## TASK OBJECTIVE
Go through the material below and tally every line with the string "elephant". Reply with the number only.

## DATA PROVIDED
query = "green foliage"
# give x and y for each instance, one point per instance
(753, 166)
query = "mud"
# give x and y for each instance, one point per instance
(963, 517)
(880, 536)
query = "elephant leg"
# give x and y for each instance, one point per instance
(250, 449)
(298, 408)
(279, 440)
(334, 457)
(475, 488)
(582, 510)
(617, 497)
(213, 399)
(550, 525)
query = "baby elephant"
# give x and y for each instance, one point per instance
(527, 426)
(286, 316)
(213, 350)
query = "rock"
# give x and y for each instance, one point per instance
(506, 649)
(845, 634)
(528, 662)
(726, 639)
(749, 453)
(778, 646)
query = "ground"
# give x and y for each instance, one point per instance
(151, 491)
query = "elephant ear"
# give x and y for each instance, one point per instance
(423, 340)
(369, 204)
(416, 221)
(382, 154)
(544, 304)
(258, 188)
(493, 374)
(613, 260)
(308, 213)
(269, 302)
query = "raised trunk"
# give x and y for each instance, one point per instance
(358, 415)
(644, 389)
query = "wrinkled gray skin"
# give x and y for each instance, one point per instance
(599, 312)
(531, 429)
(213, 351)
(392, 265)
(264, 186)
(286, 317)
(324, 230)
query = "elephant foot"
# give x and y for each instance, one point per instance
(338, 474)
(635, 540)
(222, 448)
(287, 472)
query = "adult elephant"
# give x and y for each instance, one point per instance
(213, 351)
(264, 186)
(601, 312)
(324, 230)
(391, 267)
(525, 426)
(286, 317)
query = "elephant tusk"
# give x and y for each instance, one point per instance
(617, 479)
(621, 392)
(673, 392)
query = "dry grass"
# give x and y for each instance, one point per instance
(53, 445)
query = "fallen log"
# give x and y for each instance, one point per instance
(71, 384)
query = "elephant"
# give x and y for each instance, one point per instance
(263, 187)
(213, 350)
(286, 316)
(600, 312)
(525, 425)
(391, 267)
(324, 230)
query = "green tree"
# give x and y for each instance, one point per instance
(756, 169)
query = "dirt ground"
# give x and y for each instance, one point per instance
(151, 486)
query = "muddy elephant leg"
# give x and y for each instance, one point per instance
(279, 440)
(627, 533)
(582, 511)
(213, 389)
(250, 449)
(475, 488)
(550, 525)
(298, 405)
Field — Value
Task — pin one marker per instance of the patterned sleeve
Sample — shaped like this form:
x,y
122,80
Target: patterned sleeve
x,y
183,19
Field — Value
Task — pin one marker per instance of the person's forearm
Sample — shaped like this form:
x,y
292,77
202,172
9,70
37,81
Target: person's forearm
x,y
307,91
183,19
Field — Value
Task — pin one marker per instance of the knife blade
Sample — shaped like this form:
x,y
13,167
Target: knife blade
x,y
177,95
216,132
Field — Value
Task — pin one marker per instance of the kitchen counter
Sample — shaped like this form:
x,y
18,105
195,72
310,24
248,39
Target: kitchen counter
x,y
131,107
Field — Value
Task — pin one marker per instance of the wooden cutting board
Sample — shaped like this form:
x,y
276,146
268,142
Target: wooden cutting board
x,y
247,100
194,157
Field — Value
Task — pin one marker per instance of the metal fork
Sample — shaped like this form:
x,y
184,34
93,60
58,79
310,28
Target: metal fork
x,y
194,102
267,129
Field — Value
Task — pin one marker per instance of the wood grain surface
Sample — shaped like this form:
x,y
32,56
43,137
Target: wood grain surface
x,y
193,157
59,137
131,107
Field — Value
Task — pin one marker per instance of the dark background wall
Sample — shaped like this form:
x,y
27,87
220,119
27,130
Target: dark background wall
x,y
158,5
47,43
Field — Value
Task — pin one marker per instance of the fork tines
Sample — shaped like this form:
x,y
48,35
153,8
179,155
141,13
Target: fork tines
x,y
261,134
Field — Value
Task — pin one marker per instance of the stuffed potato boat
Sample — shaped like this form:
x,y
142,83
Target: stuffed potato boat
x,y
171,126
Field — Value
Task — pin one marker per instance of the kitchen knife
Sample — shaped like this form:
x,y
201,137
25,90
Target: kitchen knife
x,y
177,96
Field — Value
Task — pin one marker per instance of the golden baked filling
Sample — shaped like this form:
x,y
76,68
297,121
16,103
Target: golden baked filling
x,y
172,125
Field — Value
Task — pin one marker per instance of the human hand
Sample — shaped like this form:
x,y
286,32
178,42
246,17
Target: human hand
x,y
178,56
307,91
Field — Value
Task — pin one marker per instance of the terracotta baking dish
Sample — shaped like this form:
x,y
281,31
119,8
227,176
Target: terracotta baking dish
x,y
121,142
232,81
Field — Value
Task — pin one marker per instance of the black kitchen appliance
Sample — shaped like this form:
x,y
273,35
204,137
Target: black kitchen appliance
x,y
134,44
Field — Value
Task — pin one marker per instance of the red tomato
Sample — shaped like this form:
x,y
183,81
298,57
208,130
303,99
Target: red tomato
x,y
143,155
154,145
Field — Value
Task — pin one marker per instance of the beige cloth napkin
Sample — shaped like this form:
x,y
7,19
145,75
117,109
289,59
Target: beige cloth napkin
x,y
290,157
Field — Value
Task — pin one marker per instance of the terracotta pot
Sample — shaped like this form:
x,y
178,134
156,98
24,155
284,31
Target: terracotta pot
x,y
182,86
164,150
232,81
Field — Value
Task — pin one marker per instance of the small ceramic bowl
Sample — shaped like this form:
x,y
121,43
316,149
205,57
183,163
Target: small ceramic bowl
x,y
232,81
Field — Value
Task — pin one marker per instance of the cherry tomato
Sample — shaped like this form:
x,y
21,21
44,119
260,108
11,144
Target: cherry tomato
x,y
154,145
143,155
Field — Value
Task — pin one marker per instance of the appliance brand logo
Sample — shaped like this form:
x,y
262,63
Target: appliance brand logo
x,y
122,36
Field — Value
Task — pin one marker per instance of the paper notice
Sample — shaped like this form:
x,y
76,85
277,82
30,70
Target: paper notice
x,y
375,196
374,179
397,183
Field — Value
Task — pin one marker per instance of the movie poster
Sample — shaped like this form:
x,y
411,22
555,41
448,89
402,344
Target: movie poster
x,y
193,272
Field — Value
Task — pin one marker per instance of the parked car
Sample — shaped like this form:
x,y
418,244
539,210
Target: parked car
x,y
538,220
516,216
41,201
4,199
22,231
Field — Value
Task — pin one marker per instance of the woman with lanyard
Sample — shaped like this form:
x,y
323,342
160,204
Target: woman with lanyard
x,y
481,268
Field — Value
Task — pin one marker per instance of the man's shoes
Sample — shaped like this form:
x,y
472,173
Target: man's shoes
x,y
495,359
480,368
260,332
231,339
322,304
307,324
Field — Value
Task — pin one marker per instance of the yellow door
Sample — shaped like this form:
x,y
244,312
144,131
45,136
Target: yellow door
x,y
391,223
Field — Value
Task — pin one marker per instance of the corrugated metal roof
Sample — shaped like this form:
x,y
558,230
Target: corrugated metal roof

## TASK RESULT
8